*WHAT THIS TASK INVOLVES:* Word for word, repeat the lines of the records from the first line up to and including the line that contains "Prompt: place one marker on each instance of the lamp", passing over any pictures.

*MATERIAL SHOWN:*

------

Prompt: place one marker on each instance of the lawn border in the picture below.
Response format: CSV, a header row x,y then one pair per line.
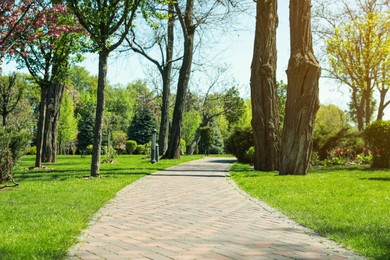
x,y
333,245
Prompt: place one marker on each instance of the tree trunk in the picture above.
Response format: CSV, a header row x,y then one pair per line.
x,y
41,125
166,75
53,106
265,119
302,93
98,130
382,104
188,28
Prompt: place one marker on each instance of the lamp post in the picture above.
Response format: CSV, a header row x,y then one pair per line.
x,y
154,148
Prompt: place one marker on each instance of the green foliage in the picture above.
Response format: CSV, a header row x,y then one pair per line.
x,y
32,150
67,128
86,126
13,145
250,155
211,141
347,204
131,145
141,149
119,140
142,127
377,135
239,142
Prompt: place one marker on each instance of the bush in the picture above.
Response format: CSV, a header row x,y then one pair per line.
x,y
32,150
239,142
131,145
377,135
89,149
141,149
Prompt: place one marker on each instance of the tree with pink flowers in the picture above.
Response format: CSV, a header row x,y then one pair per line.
x,y
46,49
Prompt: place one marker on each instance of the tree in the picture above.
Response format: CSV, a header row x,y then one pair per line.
x,y
46,52
67,129
265,115
357,46
108,23
16,18
302,93
10,94
142,127
164,39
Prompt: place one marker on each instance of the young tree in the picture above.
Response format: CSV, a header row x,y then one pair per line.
x,y
10,94
164,40
108,23
46,52
356,44
302,93
265,115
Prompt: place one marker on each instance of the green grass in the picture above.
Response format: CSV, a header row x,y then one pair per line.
x,y
350,205
43,216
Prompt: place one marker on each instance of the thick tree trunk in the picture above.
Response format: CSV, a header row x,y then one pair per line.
x,y
265,119
382,104
41,126
302,93
188,28
166,75
98,130
54,99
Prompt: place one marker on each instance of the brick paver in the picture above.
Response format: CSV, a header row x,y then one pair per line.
x,y
194,211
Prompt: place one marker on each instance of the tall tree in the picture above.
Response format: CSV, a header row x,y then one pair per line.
x,y
188,27
164,39
108,23
10,94
46,52
265,115
302,93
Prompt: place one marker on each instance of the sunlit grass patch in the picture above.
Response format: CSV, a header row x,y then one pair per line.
x,y
350,205
43,216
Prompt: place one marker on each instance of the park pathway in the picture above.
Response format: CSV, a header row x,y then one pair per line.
x,y
194,211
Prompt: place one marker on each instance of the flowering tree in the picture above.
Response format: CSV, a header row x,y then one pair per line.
x,y
14,21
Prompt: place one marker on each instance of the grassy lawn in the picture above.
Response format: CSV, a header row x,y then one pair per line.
x,y
43,216
349,204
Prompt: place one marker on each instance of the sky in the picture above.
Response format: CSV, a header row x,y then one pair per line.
x,y
234,48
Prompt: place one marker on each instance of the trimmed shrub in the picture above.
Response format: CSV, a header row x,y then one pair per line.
x,y
239,142
377,135
131,145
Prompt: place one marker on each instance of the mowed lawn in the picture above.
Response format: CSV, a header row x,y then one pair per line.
x,y
349,204
43,216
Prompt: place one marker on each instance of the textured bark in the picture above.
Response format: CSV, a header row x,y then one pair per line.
x,y
265,119
98,130
41,125
54,99
166,75
302,93
188,29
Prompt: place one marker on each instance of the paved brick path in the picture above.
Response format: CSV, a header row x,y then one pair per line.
x,y
194,211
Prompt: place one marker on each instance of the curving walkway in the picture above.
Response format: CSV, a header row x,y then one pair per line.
x,y
194,211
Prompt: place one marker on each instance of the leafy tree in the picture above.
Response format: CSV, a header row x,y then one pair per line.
x,y
359,54
302,93
163,39
67,131
108,23
142,126
265,114
11,92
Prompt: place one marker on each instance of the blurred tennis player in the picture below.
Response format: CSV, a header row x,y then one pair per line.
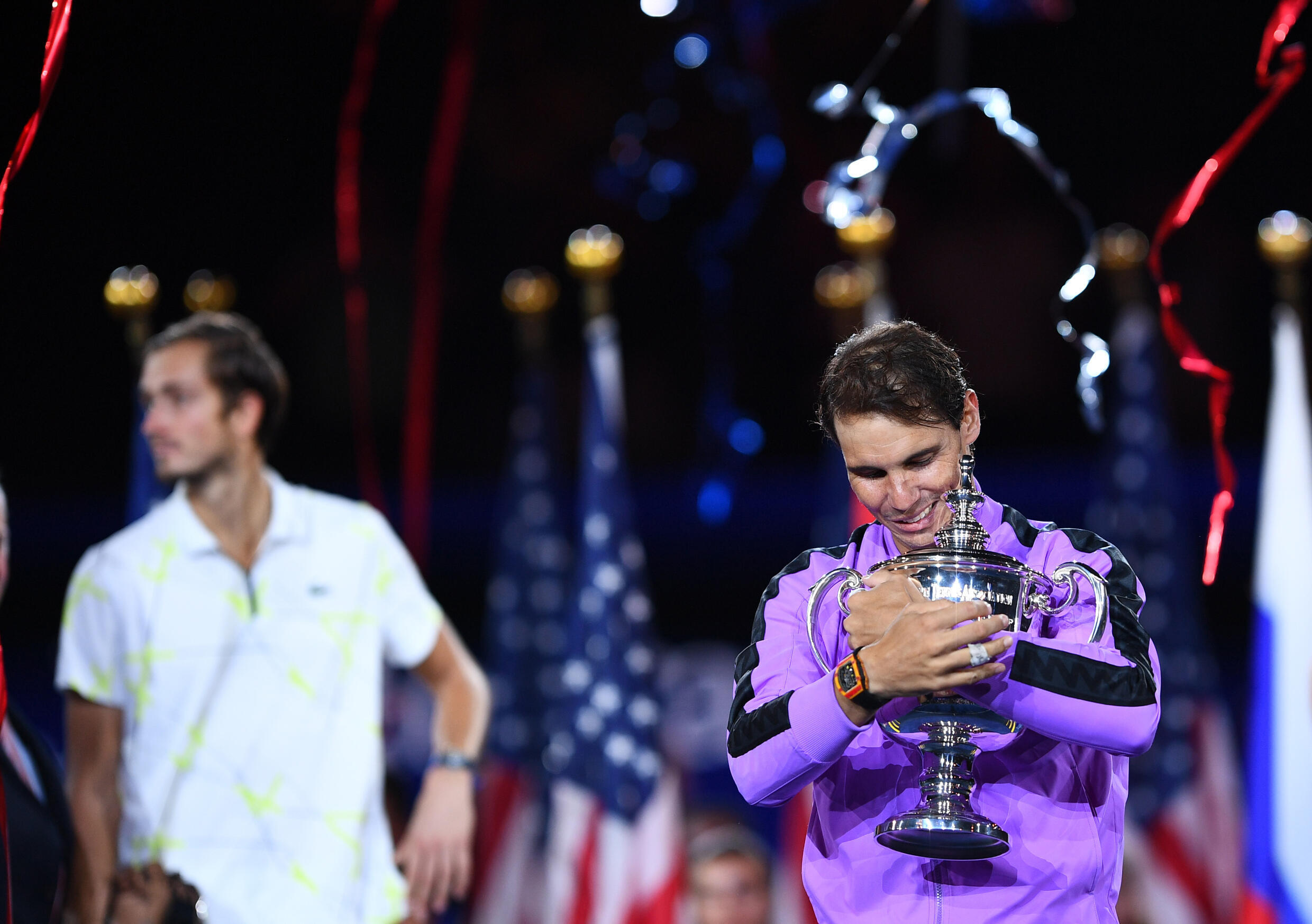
x,y
223,659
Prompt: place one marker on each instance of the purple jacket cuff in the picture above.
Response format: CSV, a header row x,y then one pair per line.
x,y
821,729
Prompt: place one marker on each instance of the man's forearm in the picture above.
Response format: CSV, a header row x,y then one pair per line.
x,y
96,813
463,704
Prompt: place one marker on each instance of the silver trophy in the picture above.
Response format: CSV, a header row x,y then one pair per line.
x,y
950,731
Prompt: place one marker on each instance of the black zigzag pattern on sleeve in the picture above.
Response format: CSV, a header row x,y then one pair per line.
x,y
1084,678
748,731
1025,530
760,725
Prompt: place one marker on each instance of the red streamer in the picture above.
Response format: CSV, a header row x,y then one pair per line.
x,y
1177,214
56,40
4,809
439,183
349,142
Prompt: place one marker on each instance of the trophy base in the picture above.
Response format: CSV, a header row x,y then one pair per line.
x,y
941,836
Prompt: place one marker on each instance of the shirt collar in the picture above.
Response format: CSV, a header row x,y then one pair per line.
x,y
286,520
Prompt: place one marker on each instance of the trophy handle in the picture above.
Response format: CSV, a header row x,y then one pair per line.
x,y
1066,574
851,582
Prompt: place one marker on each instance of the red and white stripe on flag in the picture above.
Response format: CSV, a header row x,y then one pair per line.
x,y
508,871
791,905
1188,865
604,870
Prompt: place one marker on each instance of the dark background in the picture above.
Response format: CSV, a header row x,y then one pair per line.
x,y
205,135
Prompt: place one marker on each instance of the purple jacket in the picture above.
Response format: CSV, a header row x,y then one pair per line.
x,y
1058,789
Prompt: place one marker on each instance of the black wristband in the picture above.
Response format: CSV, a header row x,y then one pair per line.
x,y
453,761
852,684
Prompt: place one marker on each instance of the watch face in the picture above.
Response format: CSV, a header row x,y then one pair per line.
x,y
848,679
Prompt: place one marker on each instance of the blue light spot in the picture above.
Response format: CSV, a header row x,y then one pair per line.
x,y
714,502
692,50
768,157
667,176
747,436
652,205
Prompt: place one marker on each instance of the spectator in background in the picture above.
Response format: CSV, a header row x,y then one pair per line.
x,y
41,836
728,876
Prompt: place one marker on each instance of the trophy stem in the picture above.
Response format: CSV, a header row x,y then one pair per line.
x,y
947,761
944,826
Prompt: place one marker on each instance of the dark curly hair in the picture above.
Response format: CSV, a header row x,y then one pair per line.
x,y
897,369
239,361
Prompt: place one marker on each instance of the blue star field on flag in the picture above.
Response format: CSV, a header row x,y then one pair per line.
x,y
531,582
603,730
1139,514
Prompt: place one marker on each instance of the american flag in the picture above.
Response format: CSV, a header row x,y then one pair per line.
x,y
526,634
614,852
1184,841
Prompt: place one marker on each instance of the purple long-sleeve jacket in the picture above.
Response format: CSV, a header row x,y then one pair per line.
x,y
1058,789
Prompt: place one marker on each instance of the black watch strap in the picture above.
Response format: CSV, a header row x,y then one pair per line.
x,y
851,682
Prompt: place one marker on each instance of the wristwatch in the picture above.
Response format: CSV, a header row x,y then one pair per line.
x,y
849,679
453,761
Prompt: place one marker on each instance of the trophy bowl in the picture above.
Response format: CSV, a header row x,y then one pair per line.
x,y
952,730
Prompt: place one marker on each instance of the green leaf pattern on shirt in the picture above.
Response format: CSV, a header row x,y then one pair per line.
x,y
195,740
261,805
141,688
168,552
345,826
342,629
82,588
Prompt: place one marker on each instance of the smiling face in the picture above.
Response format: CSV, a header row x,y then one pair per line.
x,y
900,470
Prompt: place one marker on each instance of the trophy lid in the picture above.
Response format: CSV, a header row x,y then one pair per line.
x,y
963,533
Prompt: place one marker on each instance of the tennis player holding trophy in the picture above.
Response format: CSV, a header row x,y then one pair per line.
x,y
962,685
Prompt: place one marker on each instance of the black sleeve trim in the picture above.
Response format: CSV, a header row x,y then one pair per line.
x,y
750,730
1084,678
1025,530
760,725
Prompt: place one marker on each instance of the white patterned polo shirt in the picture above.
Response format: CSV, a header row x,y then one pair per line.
x,y
252,758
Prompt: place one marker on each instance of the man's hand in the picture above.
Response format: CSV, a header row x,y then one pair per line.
x,y
876,609
142,895
924,650
438,851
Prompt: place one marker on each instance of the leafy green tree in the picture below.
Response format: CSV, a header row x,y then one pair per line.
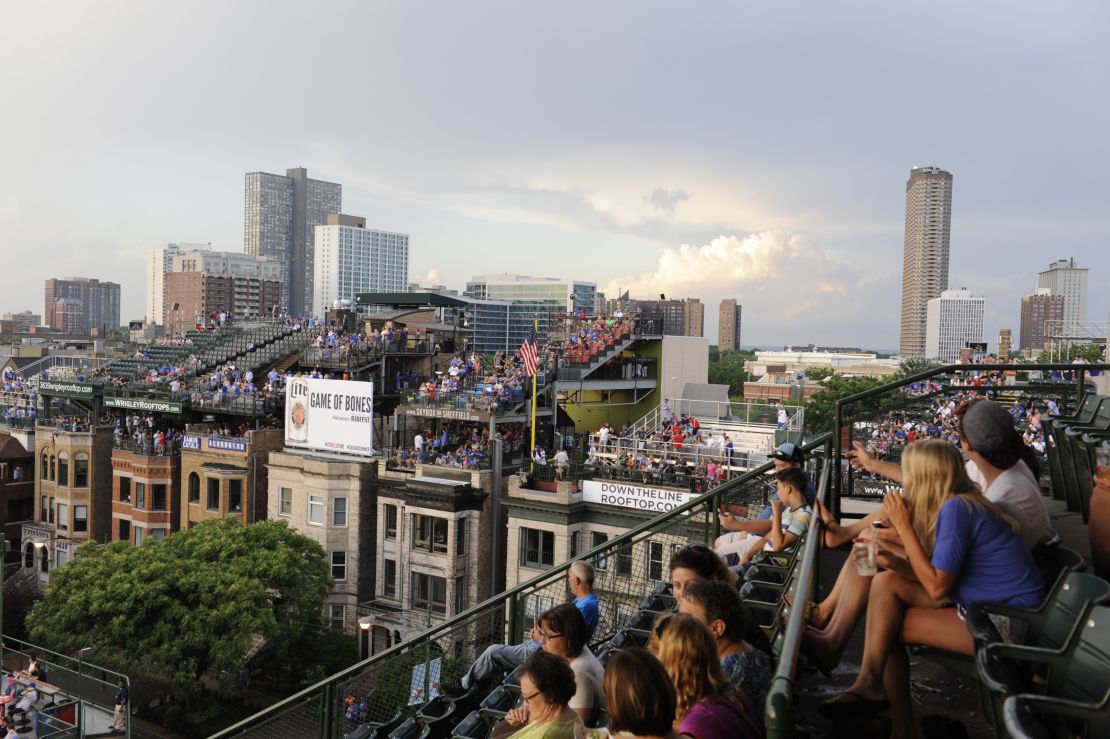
x,y
189,605
818,374
1089,352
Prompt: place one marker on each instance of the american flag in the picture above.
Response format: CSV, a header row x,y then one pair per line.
x,y
527,353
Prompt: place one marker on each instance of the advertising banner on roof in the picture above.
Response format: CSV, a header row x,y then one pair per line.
x,y
330,415
642,497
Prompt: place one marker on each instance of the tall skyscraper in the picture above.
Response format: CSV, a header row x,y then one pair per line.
x,y
99,304
1041,313
202,282
280,216
351,259
1005,344
728,325
1067,279
952,321
925,251
533,299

------

*TASK OUTPUT:*
Prompt: place one marker on each instance of the lawn border in the picture below.
Response format: CSV, a header row x,y then one pair per line.
x,y
333,245
Prompt: place one marker on each instance of the tree trunk in the picture above.
Response format: CSV, a header row x,y then one pair per line.
x,y
41,125
166,75
53,106
265,119
302,93
98,130
382,104
188,28
Prompt: place one marker on each instance of the lamp post in the picture above.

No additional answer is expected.